→ DIRECTIONS
Can you rewrite the text on the TGA's medicine name changes, starting at "Pharmaceutical companies that" and ending at "correct medicine names.", changing "GPs" to "general practitioners"?

These changes go further than just affecting health practitioners and consumers. Resources such as the Australian Medicines Handbook, the Pregnancy and Breastfeeding Medicines Guide, and the Australian Injectable Drugs Handbook will need to consider the TGA’s determination when reviewing their next editions.
As hospitals and health services make the transition to paperless systems and implement health information technology solutions and software, it is imperative that their service providers can show compliance with the TGA’s new arrangements, as well as the national guidelines for on-screen display of clinical medicines information.4
On a larger scale, as state and territory governments have their own procurement and purchasing authorities, the request for tenders for the procurement of health information technology solutions must stipulate that they can comply with TGA’s transitional and permanent changes with respect to medicine and excipient names.
Pharmaceutical companies that prepare medicines information will need to review the content to ensure it aligns with the updated medicine and excipient names during the transition period, and then again in 2020 or 2023 when the transitional arrangements expire.
The same goes for manufacturers of infusion pump devices, dispensing software and prescribing software companies, which will need to update their database of medicine names to comply with the TGA’s new requirements. This can be an education tool for doctors and pharmacists who will see that the old name will no longer be available for selection at the point of prescribing and dispensing. It is also incumbent upon GPs and other health professionals who partake in e-health initiatives such as My Health Record and the National Prescription and Dispense Repository (NPDR) to use the correct medicine names.

→ SUPPLIED DATA
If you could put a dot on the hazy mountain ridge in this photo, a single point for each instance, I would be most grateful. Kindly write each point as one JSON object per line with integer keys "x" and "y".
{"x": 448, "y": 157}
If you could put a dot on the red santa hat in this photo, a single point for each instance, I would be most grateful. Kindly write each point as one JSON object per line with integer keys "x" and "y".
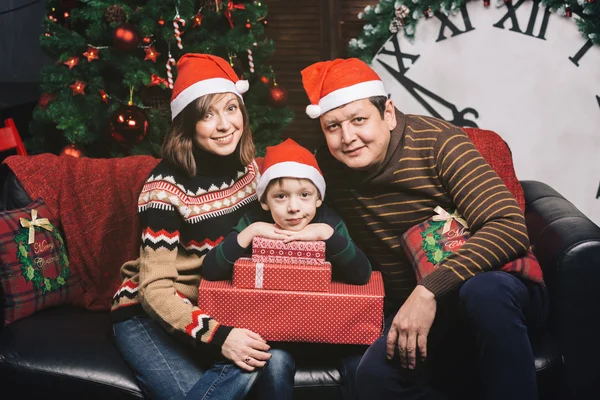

→ RESULT OF THIS TASK
Pharmaceutical companies that prepare medicines information will need to review the content to ensure it aligns with the updated medicine and excipient names during the transition period, and then again in 2020 or 2023 when the transitional arrangements expire.
The same goes for manufacturers of infusion pump devices, dispensing software and prescribing software companies, which will need to update their database of medicine names to comply with the TGA’s new requirements. This can be an education tool for doctors and pharmacists who will see that the old name will no longer be available for selection at the point of prescribing and dispensing. It is also incumbent upon general practitioners and other health professionals who partake in e-health initiatives such as My Health Record and the National Prescription and Dispense Repository (NPDR) to use the correct medicine names.